[Opening DATASET ENTRIES section]

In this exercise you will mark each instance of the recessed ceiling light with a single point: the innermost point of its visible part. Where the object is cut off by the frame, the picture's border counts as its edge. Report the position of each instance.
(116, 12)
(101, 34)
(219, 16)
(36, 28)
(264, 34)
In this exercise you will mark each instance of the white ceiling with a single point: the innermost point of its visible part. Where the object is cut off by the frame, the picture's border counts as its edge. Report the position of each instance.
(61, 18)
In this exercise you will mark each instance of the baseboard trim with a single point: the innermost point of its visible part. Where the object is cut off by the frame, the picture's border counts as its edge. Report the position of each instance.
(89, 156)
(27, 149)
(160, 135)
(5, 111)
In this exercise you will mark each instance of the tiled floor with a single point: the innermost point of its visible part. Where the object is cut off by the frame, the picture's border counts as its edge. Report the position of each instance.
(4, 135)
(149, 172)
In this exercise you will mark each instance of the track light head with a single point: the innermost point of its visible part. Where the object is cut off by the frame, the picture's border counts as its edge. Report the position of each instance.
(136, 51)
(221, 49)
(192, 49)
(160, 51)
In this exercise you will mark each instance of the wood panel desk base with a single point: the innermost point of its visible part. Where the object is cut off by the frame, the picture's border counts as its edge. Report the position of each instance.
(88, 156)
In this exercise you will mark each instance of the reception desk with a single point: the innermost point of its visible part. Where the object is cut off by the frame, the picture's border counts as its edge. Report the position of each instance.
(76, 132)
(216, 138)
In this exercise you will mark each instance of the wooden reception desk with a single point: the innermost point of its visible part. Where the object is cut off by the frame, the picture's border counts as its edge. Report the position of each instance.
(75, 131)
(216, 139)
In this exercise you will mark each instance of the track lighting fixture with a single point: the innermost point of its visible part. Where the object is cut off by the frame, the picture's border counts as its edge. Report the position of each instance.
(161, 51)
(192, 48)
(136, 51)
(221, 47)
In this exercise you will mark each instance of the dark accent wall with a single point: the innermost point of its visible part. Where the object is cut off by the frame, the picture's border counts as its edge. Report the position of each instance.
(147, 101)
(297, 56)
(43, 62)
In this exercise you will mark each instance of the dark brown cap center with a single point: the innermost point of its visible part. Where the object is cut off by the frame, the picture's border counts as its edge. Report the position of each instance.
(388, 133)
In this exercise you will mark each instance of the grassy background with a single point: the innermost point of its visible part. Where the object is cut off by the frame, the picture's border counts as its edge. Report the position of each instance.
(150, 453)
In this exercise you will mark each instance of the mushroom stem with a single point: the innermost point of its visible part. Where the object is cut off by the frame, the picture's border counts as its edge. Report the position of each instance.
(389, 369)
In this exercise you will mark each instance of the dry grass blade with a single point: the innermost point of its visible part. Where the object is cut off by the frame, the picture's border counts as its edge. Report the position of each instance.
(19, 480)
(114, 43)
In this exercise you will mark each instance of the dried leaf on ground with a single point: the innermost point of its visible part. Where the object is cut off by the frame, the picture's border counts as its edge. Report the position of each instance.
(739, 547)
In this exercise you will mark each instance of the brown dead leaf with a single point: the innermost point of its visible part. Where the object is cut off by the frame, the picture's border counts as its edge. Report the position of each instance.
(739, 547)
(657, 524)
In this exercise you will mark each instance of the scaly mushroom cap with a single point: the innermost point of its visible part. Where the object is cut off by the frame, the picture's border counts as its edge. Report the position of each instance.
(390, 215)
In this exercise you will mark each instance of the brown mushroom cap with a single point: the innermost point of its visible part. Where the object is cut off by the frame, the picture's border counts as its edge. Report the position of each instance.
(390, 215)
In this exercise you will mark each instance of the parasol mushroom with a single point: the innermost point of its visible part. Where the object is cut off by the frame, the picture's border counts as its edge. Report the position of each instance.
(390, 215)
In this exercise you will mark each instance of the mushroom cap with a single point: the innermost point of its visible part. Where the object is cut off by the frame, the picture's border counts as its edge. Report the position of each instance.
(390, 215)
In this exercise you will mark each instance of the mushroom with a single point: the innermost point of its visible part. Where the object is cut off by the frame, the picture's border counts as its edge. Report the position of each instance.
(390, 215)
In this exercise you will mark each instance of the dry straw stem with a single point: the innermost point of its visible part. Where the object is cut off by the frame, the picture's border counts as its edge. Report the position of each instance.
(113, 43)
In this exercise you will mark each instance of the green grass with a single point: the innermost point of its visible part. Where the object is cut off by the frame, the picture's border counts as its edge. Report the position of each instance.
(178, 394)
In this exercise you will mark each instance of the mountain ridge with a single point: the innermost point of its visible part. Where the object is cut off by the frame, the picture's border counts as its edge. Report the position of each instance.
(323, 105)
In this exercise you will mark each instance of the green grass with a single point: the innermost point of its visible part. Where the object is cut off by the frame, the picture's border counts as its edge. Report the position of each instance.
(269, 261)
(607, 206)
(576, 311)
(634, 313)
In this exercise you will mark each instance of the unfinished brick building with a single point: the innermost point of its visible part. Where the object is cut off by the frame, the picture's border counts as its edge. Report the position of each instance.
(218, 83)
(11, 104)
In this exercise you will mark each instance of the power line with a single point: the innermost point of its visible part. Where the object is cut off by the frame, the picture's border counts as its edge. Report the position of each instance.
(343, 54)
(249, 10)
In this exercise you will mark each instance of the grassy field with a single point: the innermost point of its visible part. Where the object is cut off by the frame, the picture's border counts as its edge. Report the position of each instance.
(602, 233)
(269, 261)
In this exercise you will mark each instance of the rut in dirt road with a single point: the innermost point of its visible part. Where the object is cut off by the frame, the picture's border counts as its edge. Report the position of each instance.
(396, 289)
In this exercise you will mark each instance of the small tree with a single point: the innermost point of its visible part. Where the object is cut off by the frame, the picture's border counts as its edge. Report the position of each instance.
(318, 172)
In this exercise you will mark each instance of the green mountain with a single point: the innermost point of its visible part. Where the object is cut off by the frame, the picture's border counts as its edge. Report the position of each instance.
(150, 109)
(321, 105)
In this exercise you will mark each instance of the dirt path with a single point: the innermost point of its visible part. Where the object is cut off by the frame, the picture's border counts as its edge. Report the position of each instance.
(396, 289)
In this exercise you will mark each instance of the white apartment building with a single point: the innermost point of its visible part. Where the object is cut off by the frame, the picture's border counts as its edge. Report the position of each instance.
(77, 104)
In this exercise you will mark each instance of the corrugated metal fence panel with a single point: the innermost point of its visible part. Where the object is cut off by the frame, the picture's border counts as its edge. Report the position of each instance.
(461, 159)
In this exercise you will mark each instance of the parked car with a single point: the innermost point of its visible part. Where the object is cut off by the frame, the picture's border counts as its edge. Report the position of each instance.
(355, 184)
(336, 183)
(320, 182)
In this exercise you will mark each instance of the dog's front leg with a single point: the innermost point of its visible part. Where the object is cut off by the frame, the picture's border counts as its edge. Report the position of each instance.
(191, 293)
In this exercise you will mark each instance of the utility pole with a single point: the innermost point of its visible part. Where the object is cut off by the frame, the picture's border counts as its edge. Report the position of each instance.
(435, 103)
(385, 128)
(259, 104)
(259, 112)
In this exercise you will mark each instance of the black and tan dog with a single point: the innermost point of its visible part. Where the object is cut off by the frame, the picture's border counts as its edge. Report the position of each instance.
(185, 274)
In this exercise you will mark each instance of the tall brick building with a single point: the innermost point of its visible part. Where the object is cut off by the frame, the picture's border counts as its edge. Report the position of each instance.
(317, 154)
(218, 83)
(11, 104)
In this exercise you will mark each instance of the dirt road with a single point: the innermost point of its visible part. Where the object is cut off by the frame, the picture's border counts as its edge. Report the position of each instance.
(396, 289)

[Closing DATASET ENTRIES section]

■ WORK INSTRUCTIONS
Could you print the material above once more, exactly as it stands?

■ WRITTEN ANSWER
In this exercise you will mark each instance of the recessed ceiling light with a single point: the innermost point of its visible part. Where the object is cut off by the frame, the picture's border counts as its edge. Report the position of each instance.
(116, 12)
(101, 34)
(219, 16)
(36, 28)
(264, 34)
In this exercise you will mark each instance of the white ceiling with a single point: the innermost point of its visible part. Where the object is cut off by the frame, the picture's border counts as its edge. Report the position of each instance.
(61, 18)
In this exercise you will mark each instance of the baseboard trim with a single point: the innermost point of its visible part. Where the object is cut off by the frame, the picture's border counts as its edge. Report the position of each instance.
(89, 156)
(27, 149)
(160, 135)
(5, 111)
In this exercise you will mark each instance of the tiled floor with a single point: the innermost point of its visible part. Where the object is cut off by the frame, the picture's border counts as its edge. Report the position of each instance.
(4, 135)
(149, 172)
In this exercise you will mark each instance of the track light head with a single point: the innermost point of its visible part. Where the object is cut off by the frame, the picture's border counts as its edge. Report the position of each instance.
(136, 51)
(221, 49)
(192, 49)
(160, 51)
In this exercise you will mark each instance of the wood panel desk base with a single point: the innermost point of its visible part. Where the object is cut off by the frame, the picture's border counts as its edge. Report the position of each instance.
(88, 156)
In this exercise you will mark each instance of the reception desk with a single point: the innermost point of its visible part. Where the object is cut off by the frame, the picture's border counts as its edge. Report the position of each instance.
(76, 132)
(216, 138)
In this exercise you will mark each instance of the wooden reception desk with a single point: the innermost point of its visible part. Where the object is cut off by the frame, the picture's border counts as its edge. Report the position of each instance.
(75, 131)
(216, 139)
In this exercise you will mark each instance of the track lighting fixture with a single point: the innermost point of its visible part. Where the object is cut off by the frame, the picture's border counts as its edge. Report the position of each instance.
(161, 51)
(192, 48)
(136, 51)
(221, 47)
In this exercise you will mark each instance of the dark accent wall with a single point: the innermost point of its visible part. Where the object is cut off by the frame, the picture's border counts as its edge. Report the position of each instance.
(147, 101)
(297, 56)
(43, 62)
In this exercise you will mark each instance of the dark brown cap center with a single point: the innermost point of its visible part. Where the object is cut off by the frame, the picture's border counts as its edge. Report the position of each instance.
(388, 133)
In this exercise you will mark each instance of the grassy background with a single point: the innermost point of its visible part. Where the object is cut off by the frame, the picture's border counts as its edge. Report the position of each instance.
(150, 453)
In this exercise you will mark each instance of the mushroom stem with a single point: the innermost point of its visible part. Where the object is cut off by the frame, the picture's border counts as its edge. Report the position of each instance.
(389, 369)
In this exercise you will mark each instance of the dry grass blade with a single point: the innermost point of its visible part. Where the object is cut off by the frame, the picture's border counts as its edge. Report the position of each instance.
(19, 480)
(114, 43)
In this exercise you will mark each instance of the dried leaf on ground with a single point: the innermost point of its visible part. Where the object is cut off by the frame, the picture's border counts as its edge. Report the position of each instance.
(739, 547)
In this exercise you will mark each instance of the brown dead leaf with a single point: the innermost point of its visible part. Where the object is cut off by the frame, the picture's border counts as its edge. Report the position of each instance.
(739, 547)
(657, 524)
In this exercise you will mark each instance of the scaly mushroom cap with a single point: the innermost point of its visible part. Where the object is cut off by the frame, the picture's border counts as its edge. Report the position of each instance.
(390, 215)
In this exercise you will mark each instance of the brown mushroom cap with a single point: the innermost point of its visible part. Where the object is cut off by the frame, the picture's border counts as its edge. Report the position of each instance.
(390, 215)
In this exercise you will mark each instance of the parasol mushroom with a single point: the innermost point of its visible part. Where the object is cut off by the frame, the picture's border counts as its edge. Report the position of each instance.
(390, 215)
In this exercise you will mark each instance of the mushroom cap with a single point: the innermost point of its visible part. Where the object is cut off by the frame, the picture's border counts as its edge. Report the position of each instance.
(390, 215)
In this exercise you will mark each instance of the mushroom with a single point: the innermost point of its visible part. Where the object is cut off by the frame, the picture's border counts as its edge. Report the position of each instance.
(390, 215)
In this exercise you will mark each instance of the dry straw stem with a single point: the innermost point of its visible part. Where the object is cut off by the frame, the picture's border counts as its edge. Report the position of each instance.
(113, 43)
In this exercise you will mark each instance of the green grass with a single point: the innermost point of its visible part. Where the object is cut off by the frame, the picture's border counts as its edge. Report the position of each instance.
(178, 394)
In this exercise you will mark each instance of the mountain ridge with a single point: the innermost point of its visible part. Where the object is cut off by the frame, the picture's border counts as its edge. Report the position of each instance.
(323, 105)
In this exercise you will mark each instance of the green grass with a single point: the innermost point of its visible part. Where the object is cut off by the frame, the picture's border counts as its edge. Report the position of each instance.
(269, 261)
(607, 206)
(576, 311)
(634, 313)
In this exercise you will mark each instance of the unfinished brick building with a single point: the innermost point of its visible part. Where the object is cut off by the frame, the picture's border counts as its edge. Report the position of each instance.
(218, 83)
(11, 104)
In this exercise you will mark each instance of the power line with a single point: the innermost point of its visible part. Where the object is cut off by the frame, the picture's border counts as its edge. Report the position of each instance.
(343, 54)
(249, 10)
In this exercise you will mark each instance of the grassy field with a single point: the innermost point of its visible part. Where the object is cut off by the frame, the picture's border counts as its edge. Report the position of each instance.
(602, 233)
(269, 261)
In this exercise you will mark each instance of the rut in dirt road with a single point: the innermost point of its visible part. Where the object is cut off by the frame, the picture's border counts as its edge. Report the position of each instance.
(396, 289)
In this exercise you will mark each instance of the small tree with a single point: the innermost point of its visible part. Where the object is cut off by the frame, the picture's border counts as its edge. Report the position of each instance.
(318, 172)
In this exercise you will mark each instance of the green mountain with a single point: the innermost point of its visible part. Where the object is cut off by the frame, the picture's border counts as its edge. Report the position of each instance.
(150, 109)
(321, 105)
In this exercise you will mark each instance of the dirt path with a single point: the innermost point of its visible part. Where the object is cut off by the frame, the picture's border counts as its edge. Report the position of each instance.
(396, 289)
In this exercise you will mark each instance of the white apartment building with a single point: the innermost point of its visible part. Where the object is cut off by the frame, the picture's border counts as its edge. Report the position of each instance.
(77, 104)
In this exercise you will mark each instance of the corrugated metal fence panel with a single point: the innermost point of its visible part. Where the object is cut off by the frame, the picture's border counts as its edge. Report the position of each instance.
(461, 159)
In this exercise you will mark each instance of the parked car with a single point: the innermost point of its visible part. Where the object is cut off by the frame, the picture's border counts as its edge. Report the position of each instance.
(355, 184)
(336, 183)
(320, 182)
In this exercise you will mark each instance of the dog's front leg with a single point: the innermost point of its visible part. Where the object is cut off by the frame, the picture's border counts as its edge. Report the position of each instance.
(191, 293)
In this exercise you will mark each instance of the utility pole with a single point: the innermost point of its visible part. Where the object is cut off by the frame, the picture's border counts as its edge. Report the position of each instance.
(435, 103)
(385, 128)
(259, 104)
(259, 112)
In this exercise you will mark each instance of the black and tan dog with a single point: the innermost point of its visible part. Where the object is cut off by the frame, the picture's border counts as its edge. Report the position of each instance.
(185, 274)
In this exercise you will mark each instance of the tall brick building with a single point: the innermost point of its visible part. Where the object is cut off by the frame, the picture's border counts as its edge. Report the position of each instance.
(317, 154)
(218, 83)
(11, 104)
In this exercise you will mark each instance of the dirt road with a single point: the innermost point of its visible part. Where the object is cut off by the frame, the picture's border counts as its edge. Report the position of each instance.
(396, 289)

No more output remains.